将“navy”换成“black”，重写条目开头到含有“[(866, 877)]”的那一行为止的全部内容，其余一字不改。

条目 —
++++++

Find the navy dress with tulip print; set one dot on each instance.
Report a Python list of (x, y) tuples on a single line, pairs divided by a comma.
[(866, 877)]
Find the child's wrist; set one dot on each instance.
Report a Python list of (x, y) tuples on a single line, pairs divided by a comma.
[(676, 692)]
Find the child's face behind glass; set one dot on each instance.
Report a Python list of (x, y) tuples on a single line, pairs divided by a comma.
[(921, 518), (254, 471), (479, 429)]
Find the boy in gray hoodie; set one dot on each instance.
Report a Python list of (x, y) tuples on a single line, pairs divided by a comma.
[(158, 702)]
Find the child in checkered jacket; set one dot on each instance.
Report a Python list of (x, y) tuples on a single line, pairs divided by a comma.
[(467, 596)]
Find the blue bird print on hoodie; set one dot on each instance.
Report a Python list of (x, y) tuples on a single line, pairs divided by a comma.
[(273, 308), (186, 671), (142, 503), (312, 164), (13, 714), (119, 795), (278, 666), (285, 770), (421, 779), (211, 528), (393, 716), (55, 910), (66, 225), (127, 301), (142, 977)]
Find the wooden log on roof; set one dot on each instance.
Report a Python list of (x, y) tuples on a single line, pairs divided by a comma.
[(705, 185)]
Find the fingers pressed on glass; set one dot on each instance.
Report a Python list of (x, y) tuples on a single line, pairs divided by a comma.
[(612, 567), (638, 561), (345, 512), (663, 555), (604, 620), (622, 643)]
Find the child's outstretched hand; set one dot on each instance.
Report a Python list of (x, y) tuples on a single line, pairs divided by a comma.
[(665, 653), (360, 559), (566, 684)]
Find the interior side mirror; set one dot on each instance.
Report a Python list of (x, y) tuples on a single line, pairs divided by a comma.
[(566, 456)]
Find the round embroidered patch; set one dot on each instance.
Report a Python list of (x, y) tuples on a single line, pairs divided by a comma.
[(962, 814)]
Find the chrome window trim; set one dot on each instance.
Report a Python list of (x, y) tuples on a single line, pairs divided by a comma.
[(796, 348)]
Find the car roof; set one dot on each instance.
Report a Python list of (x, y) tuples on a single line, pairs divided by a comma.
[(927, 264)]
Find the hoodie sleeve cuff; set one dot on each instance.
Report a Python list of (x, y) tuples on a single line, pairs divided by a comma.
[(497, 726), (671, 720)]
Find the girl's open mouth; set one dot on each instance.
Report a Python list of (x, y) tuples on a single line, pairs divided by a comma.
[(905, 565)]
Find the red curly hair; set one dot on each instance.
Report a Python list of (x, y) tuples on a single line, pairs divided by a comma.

++++++

参考答案 —
Find the black dress with tulip print; set one dot on each instance.
Report a Python list of (x, y) tuples on a single line, pairs divided by a comma.
[(866, 877)]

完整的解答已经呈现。